**TÂCHE DEMANDÉE**
Listez, s'il vous plaît, toutes les lignes des entrées ci-dessous qui contiennent la chaîne « spire ». La casse compte.

Entrées
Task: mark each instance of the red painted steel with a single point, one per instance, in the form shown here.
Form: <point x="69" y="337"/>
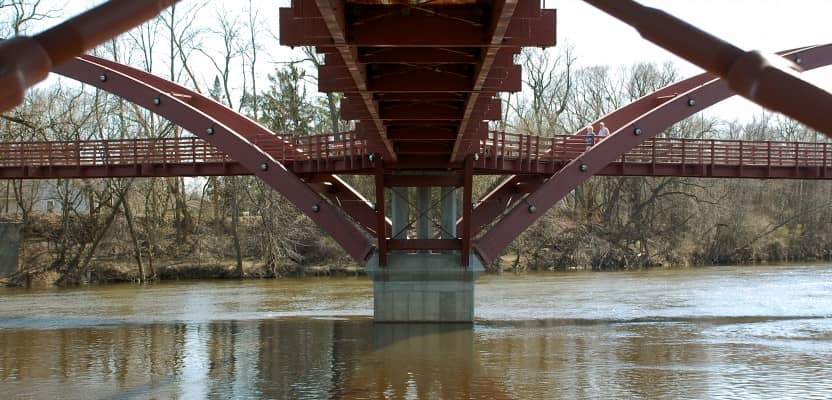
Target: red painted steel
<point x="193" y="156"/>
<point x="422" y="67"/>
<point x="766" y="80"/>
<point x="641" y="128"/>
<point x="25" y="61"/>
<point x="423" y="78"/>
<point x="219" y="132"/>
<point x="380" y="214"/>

==

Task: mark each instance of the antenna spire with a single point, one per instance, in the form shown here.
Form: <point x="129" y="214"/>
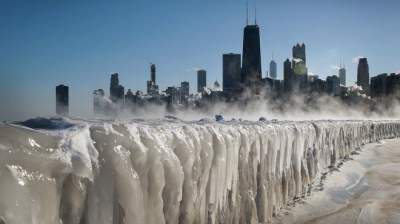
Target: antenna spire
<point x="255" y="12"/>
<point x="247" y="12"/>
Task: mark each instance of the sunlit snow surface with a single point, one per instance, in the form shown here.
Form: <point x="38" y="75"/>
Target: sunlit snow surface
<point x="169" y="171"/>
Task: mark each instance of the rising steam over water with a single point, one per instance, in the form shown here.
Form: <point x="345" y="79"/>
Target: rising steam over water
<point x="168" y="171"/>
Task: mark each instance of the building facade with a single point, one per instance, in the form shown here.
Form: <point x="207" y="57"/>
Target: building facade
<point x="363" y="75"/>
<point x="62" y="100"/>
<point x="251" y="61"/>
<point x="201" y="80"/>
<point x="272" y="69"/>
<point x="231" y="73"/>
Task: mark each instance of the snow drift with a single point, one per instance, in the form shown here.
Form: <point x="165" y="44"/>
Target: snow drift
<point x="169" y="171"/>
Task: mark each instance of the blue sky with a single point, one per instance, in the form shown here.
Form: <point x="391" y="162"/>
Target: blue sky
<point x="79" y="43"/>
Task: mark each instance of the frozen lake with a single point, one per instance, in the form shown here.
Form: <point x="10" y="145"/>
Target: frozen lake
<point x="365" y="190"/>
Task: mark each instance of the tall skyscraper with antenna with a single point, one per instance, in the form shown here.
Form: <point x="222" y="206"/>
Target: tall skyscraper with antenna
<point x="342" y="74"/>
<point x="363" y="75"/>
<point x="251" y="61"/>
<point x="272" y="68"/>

* * *

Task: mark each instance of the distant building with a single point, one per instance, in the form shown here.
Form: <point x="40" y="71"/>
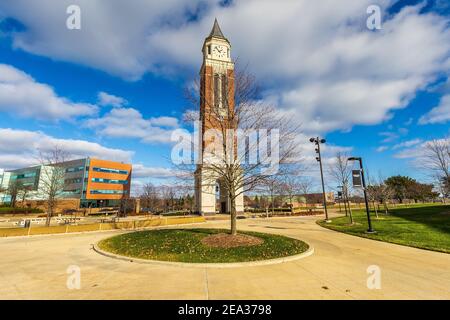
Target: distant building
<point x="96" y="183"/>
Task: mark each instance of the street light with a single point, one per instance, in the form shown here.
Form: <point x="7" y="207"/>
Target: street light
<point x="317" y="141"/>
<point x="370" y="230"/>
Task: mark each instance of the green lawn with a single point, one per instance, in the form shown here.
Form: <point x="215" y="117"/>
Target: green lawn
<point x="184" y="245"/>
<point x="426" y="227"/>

**RÉPONSE RÉDIGÉE**
Task: mark each instance of the antenna spire with a single point, one per instance, in the form shown here.
Target: antenna spire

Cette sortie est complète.